Brief: Switch "SHOULD" to "MUST" throughout the items from the line with "of the window" up to and including the line with "pixel 446 163". Give back only those lines, with nothing else changed.

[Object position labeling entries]
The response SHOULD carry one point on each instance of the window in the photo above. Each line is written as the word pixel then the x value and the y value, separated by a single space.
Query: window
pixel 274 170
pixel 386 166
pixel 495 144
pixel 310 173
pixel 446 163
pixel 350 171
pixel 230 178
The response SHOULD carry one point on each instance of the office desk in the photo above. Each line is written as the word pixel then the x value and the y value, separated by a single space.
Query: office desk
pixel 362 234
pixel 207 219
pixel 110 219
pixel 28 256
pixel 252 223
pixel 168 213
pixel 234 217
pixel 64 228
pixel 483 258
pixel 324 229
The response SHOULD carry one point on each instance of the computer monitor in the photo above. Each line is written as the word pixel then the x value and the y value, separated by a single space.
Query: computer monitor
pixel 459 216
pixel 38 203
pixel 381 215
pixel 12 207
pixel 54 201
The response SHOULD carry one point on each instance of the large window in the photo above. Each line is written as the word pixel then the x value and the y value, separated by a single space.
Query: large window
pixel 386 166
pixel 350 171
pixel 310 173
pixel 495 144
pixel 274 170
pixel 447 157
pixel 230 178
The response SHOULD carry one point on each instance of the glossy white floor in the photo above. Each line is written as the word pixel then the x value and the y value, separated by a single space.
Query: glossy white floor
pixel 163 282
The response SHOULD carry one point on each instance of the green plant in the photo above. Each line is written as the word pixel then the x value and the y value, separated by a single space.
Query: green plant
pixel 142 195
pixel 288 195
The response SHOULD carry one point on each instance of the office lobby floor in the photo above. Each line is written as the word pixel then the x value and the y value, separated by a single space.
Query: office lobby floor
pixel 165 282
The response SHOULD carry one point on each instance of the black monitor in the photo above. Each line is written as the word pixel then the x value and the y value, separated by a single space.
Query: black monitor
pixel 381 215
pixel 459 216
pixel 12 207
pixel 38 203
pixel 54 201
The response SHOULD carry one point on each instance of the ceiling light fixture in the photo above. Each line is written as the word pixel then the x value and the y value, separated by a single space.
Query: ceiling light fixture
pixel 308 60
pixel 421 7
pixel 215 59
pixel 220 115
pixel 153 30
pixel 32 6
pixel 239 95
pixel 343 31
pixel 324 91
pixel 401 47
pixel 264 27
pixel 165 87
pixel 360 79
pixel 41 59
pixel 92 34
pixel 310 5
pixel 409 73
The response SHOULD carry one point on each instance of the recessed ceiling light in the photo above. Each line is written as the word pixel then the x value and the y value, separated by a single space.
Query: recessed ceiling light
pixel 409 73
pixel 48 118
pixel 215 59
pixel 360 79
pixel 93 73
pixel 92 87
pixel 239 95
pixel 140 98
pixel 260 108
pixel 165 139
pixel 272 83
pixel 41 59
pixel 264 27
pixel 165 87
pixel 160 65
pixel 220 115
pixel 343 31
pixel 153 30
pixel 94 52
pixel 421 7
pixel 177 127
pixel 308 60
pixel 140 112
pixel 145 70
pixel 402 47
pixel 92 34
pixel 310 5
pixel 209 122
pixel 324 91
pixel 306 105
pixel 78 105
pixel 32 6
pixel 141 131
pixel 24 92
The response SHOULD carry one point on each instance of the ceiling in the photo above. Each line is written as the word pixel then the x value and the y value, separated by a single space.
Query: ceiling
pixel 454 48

--

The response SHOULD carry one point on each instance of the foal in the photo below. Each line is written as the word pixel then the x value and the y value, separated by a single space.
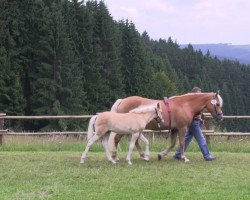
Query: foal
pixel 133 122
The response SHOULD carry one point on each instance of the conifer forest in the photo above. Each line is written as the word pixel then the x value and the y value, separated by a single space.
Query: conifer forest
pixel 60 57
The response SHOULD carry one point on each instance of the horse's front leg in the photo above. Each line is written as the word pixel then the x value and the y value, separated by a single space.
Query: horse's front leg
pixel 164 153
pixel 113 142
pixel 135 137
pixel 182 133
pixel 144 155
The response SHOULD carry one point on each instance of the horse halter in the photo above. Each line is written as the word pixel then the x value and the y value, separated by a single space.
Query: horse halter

Final answer:
The response MUST carry one point on each instance of the window in the photo above. Each line is written as the word pixel then the x value and the y value, separated by a single space.
Query: window
pixel 274 170
pixel 386 166
pixel 495 144
pixel 310 173
pixel 446 163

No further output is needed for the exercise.